_Task to carry out_
Give every line of the items below as a numbered list, leaving out blank lines.

_Extracted entries_

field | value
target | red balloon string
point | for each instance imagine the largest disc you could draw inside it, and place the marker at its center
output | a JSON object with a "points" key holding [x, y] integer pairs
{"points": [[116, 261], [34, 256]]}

_The result_
1. field | value
2. target | red balloon string
3. point | for each instance imagine the largest disc you could draw inside it, and place the marker at its center
4. output | a JSON object with a "points" key holding [x, y] integer pairs
5. {"points": [[116, 261], [34, 256]]}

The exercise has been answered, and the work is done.